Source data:

━━━━━━━━━━

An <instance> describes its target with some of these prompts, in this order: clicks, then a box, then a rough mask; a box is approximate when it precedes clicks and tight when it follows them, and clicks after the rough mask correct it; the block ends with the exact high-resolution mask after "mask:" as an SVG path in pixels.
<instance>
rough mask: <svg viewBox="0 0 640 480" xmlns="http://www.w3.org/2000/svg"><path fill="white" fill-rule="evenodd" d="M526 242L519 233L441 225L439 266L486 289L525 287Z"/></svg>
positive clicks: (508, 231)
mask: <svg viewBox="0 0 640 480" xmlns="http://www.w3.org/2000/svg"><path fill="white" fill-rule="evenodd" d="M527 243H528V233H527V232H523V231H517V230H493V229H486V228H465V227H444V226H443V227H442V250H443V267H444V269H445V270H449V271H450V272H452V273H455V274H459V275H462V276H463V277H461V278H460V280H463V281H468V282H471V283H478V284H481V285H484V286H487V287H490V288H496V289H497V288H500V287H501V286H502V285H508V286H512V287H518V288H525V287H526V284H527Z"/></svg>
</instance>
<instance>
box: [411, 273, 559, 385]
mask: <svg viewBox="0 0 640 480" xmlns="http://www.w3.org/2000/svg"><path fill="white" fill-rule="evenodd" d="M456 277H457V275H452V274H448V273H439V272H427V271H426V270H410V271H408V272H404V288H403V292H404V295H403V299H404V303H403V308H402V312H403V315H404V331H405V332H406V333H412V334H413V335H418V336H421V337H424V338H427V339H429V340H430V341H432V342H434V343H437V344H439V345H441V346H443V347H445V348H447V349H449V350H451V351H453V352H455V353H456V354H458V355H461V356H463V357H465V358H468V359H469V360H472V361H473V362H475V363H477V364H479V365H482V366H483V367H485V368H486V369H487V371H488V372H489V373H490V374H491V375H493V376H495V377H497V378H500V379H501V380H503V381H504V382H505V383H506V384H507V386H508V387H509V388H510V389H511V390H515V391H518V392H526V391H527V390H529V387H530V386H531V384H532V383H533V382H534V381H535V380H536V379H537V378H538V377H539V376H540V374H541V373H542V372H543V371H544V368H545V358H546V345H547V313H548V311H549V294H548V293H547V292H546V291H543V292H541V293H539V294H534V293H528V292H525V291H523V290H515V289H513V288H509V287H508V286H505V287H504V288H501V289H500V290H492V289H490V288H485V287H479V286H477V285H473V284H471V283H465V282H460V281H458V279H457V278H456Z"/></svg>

━━━━━━━━━━

→ **Written task**
Copy every row above verbatim, reproducing each line without any alteration.

→ **Solution**
An <instance> describes its target with some of these prompts, in this order: clicks, then a box, then a rough mask; a box is approximate when it precedes clicks and tight when it follows them, and clicks after the rough mask correct it; the block ends with the exact high-resolution mask after "mask:" as an SVG path in pixels.
<instance>
rough mask: <svg viewBox="0 0 640 480" xmlns="http://www.w3.org/2000/svg"><path fill="white" fill-rule="evenodd" d="M526 242L519 233L441 225L439 266L486 289L525 287Z"/></svg>
positive clicks: (508, 231)
mask: <svg viewBox="0 0 640 480" xmlns="http://www.w3.org/2000/svg"><path fill="white" fill-rule="evenodd" d="M527 243H528V233H527V232H523V231H517V230H493V229H486V228H465V227H444V226H443V227H442V250H443V267H444V269H445V270H449V271H450V272H452V273H455V274H459V275H462V276H463V277H461V278H460V280H463V281H468V282H471V283H478V284H481V285H484V286H487V287H490V288H496V289H497V288H500V287H501V286H502V285H508V286H512V287H518V288H525V287H526V284H527Z"/></svg>
</instance>
<instance>
box: [411, 273, 559, 385]
mask: <svg viewBox="0 0 640 480" xmlns="http://www.w3.org/2000/svg"><path fill="white" fill-rule="evenodd" d="M456 277H457V275H452V274H448V273H439V272H427V271H426V270H410V271H408V272H404V288H403V292H404V295H403V299H404V303H403V308H402V312H403V315H404V331H405V332H406V333H412V334H413V335H418V336H421V337H424V338H427V339H429V340H430V341H432V342H434V343H437V344H439V345H441V346H443V347H445V348H447V349H449V350H451V351H453V352H455V353H456V354H458V355H461V356H463V357H465V358H468V359H469V360H472V361H473V362H475V363H477V364H479V365H482V366H483V367H485V368H486V369H487V371H488V372H489V373H490V374H491V375H493V376H495V377H497V378H500V379H501V380H503V381H504V382H505V383H506V384H507V386H508V387H509V388H510V389H511V390H515V391H518V392H526V391H527V390H529V387H530V386H531V384H532V383H533V382H534V381H535V380H536V379H537V378H538V377H539V376H540V374H541V373H542V372H543V371H544V368H545V358H546V345H547V313H548V311H549V294H548V293H547V292H546V291H543V292H541V293H539V294H534V293H528V292H525V291H523V290H515V289H513V288H509V287H508V286H505V287H504V288H501V289H500V290H492V289H490V288H485V287H479V286H477V285H473V284H471V283H465V282H460V281H458V279H457V278H456Z"/></svg>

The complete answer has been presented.